* EXERCISE INSTRUCTIONS *
Reproduce the listing below word for word, from its first line through the line that contains "[147, 81, 150, 89]", with both ends included. Leave the pictures out of your answer.

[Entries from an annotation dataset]
+++

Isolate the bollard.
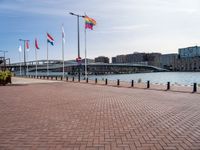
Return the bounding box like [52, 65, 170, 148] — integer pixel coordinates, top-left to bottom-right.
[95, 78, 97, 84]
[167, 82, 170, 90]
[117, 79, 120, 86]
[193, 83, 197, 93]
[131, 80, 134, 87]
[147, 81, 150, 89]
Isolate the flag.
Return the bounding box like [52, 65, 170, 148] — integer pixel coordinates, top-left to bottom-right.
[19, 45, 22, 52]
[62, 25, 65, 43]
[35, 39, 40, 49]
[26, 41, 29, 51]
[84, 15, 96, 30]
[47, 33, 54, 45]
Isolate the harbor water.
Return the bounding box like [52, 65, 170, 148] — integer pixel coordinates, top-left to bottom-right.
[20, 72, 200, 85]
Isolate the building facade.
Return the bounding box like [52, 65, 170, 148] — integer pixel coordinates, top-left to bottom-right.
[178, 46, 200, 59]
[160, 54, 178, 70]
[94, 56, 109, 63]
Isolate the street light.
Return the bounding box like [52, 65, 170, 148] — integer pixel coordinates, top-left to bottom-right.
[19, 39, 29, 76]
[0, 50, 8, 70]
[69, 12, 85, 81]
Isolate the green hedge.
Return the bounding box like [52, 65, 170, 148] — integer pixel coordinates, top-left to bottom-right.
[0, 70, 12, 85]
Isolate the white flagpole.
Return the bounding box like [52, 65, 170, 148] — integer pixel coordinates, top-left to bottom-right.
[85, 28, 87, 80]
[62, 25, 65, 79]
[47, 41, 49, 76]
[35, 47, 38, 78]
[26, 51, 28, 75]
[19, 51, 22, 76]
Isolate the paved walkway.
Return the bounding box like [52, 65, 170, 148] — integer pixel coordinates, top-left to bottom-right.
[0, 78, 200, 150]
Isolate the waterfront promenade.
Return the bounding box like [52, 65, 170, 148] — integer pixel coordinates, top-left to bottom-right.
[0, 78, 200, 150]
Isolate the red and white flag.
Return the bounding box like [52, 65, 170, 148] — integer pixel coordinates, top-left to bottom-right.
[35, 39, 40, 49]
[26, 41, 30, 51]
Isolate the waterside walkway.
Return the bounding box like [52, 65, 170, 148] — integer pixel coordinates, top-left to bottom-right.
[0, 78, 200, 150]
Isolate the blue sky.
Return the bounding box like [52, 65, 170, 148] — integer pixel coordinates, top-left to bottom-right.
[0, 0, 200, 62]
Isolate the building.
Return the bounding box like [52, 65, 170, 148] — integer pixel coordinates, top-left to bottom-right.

+++

* RESPONSE TO THIS TASK *
Isolate the bollard.
Return the bounding box like [52, 65, 170, 148] — integer pixel coordinates, top-left to bottom-right.
[95, 78, 97, 84]
[167, 82, 170, 90]
[117, 79, 120, 86]
[193, 83, 197, 93]
[131, 80, 134, 87]
[147, 81, 150, 89]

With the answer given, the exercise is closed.